** begin ENTRIES SHOWN **
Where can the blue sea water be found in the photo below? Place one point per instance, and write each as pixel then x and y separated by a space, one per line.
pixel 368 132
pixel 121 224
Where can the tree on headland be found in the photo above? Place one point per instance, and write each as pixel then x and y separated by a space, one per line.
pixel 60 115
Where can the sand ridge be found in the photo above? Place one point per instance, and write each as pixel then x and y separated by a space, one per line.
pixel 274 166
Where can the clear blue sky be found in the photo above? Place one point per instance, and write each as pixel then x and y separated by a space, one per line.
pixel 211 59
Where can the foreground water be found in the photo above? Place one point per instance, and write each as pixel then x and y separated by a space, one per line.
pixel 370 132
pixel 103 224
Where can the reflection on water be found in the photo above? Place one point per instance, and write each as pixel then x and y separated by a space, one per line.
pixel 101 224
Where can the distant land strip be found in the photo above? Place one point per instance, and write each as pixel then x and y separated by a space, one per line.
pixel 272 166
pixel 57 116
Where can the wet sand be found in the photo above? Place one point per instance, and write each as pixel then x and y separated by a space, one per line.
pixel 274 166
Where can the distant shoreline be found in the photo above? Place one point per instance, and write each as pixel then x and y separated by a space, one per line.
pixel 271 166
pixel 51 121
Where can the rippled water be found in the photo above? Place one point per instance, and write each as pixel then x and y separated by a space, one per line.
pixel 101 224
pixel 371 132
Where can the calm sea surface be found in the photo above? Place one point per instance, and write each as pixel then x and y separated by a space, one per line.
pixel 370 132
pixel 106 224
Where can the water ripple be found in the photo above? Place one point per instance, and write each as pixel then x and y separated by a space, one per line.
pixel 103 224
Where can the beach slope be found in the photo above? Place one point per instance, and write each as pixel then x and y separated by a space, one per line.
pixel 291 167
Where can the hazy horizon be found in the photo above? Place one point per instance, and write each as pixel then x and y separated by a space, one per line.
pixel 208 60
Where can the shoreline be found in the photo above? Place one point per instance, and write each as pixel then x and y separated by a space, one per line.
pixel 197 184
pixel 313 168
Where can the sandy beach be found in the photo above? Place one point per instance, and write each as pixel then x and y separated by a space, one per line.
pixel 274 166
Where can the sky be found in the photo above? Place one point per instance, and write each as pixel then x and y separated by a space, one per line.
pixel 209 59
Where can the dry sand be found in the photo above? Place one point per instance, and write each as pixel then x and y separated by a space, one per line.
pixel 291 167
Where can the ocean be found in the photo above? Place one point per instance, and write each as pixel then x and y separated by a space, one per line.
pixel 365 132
** end ENTRIES SHOWN **
**OBJECTIVE**: Reproduce the entire listing above word for word, keeping every line in its original order.

**RESPONSE TO THE EXERCISE**:
Where can the blue sea water be found in the photo below? Place one point per instance, and write each as pixel then x and y separated by a space, one per line.
pixel 368 132
pixel 121 224
Where can the tree on headland be found in the photo above? Place one point per instance, and write each as pixel then x and y separated by a space, one per line.
pixel 60 115
Where can the sand ridge be found in the photo above? Place one point per instance, and write each as pixel then x and y separated by a space, one per line.
pixel 274 166
Where can the clear blue sky be found in the photo above? Place one point per instance, and write each as pixel then x and y separated by a space, one per line.
pixel 211 59
Where can the foreground water be found in the photo above? Place one point per instance, and write each as pixel then x and y separated by a space, one per line.
pixel 370 132
pixel 103 224
Where can the reflection on water be found in the photo above? Place one point per instance, and write each as pixel then x and y separated by a space, one per line.
pixel 101 224
Where can the distant land strip be found in the photo above? Place one point per instance, and write each as pixel then x and y separated by a space, one per line.
pixel 272 166
pixel 57 116
Where can the wet sand be found in the photo above? Place one point per instance, and write each as pixel then x and y separated by a space, one per line.
pixel 274 166
Where can the distant shoreline be found in the photo above? Place one point per instance, and write each as pixel then x and y separated by a space, one per line.
pixel 271 166
pixel 51 121
Where can the rippled water be found in the photo above? Place one point per instance, and write each as pixel then x and y separated by a space, one per line.
pixel 101 224
pixel 371 132
Where can the calm sea surface be found in the photo above? Place one point per instance, and write each as pixel then x and y separated by a space, one per line.
pixel 370 132
pixel 106 224
Where can the water ripple be found in the photo above? Place one point per instance, and write each as pixel then x and y separated by a space, one per line.
pixel 103 224
Where can the beach slope be found in the photo above? Place one point per instance, and write each as pixel then x and y separated by a space, one per line.
pixel 291 167
Where can the hazy horizon be found in the photo above? Place one point per instance, and write each as pixel then x and y separated by a space, one per line.
pixel 208 60
Where can the shoreline be found in the photo above? Place one point per instance, and write each as pixel then x and y separated by a space, one per line.
pixel 197 184
pixel 313 168
Where can the sandy beach be found in the photo above? Place one point per instance, and write each as pixel then x and y separated by a space, one per line.
pixel 274 166
Where can the sky be found in the photo above? Place one point per instance, and write each as pixel then x and y separated by a space, one per line.
pixel 209 59
Where can the dry sand be found in the photo above? Place one point per instance, and write each as pixel then x and y separated by a space, one per line.
pixel 291 167
Where can the ocean be found in the photo above? Place one point per instance, and write each as pixel then x and y separated by a space, one per line.
pixel 365 132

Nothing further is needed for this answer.